| SET EXERCISE |
Can you copy the rows below exactly as they are, starting with the line containing "of the small" and continuing through the end of the rows?
++++ GIVEN DATA ++++
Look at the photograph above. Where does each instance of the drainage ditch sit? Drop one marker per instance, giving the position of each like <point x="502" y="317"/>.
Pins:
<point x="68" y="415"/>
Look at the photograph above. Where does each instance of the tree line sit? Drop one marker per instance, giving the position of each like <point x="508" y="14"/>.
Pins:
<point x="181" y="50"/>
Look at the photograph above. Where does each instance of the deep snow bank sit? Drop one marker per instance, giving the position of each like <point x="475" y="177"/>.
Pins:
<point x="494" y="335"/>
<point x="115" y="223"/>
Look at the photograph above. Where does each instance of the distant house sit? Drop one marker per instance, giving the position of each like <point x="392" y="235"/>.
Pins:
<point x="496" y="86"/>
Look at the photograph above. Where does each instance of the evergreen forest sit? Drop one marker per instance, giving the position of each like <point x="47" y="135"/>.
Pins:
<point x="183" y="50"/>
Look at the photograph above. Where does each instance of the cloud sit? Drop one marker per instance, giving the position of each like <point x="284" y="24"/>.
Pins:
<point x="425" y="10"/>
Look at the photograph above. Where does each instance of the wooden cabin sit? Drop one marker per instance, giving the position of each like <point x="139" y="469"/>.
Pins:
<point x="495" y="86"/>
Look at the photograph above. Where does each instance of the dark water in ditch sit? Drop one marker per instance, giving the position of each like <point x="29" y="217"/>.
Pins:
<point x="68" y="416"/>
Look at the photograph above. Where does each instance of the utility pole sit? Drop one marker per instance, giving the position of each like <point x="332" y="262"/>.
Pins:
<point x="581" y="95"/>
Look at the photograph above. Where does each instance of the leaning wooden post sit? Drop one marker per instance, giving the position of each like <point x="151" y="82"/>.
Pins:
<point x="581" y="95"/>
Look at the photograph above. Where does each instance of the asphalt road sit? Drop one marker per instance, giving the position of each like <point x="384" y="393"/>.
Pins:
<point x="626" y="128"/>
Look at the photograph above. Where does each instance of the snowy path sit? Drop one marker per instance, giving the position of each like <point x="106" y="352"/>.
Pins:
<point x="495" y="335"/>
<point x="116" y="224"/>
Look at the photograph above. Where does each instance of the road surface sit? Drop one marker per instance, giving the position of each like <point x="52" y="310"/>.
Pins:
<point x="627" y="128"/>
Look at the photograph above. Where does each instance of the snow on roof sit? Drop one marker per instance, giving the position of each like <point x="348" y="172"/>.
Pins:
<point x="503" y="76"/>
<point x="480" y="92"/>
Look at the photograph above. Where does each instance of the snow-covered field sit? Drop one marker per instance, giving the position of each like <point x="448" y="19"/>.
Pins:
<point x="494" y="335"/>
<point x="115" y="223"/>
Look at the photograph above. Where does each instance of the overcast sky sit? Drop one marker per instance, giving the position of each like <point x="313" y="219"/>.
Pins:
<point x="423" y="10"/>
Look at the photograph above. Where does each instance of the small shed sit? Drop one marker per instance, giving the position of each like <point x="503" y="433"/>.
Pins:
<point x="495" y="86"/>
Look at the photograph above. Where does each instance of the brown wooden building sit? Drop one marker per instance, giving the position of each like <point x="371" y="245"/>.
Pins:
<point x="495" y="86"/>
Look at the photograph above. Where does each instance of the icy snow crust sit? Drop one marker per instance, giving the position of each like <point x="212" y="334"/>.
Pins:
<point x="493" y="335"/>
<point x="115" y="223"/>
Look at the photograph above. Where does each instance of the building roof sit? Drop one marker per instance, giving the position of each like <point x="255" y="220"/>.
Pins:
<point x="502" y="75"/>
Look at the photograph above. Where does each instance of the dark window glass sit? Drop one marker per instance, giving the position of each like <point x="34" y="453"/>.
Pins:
++++
| RESPONSE FOR THIS EXERCISE |
Look at the photograph above. Where does each instance of the small shed sit? Drop one marker per instance, giving the position of each like <point x="503" y="433"/>.
Pins:
<point x="495" y="86"/>
Look at the photograph above. Where does each instance of the brown wooden building sit? Drop one marker per instance, giving the position of each like <point x="371" y="245"/>.
Pins:
<point x="495" y="86"/>
Look at the photograph above. Where does each instance of the icy snow crust sit? Drop one marker per instance, giving the position of each like <point x="212" y="334"/>.
Pins:
<point x="493" y="335"/>
<point x="115" y="223"/>
Look at the photograph above. Where does each instance of the building roof sit? Drop one marker per instance, giving the position of each like <point x="255" y="220"/>.
Pins:
<point x="502" y="75"/>
Look at the photograph above. Where does each instance of the dark window glass sit? Drop one marker per instance, giving the position of each like <point x="34" y="453"/>.
Pins:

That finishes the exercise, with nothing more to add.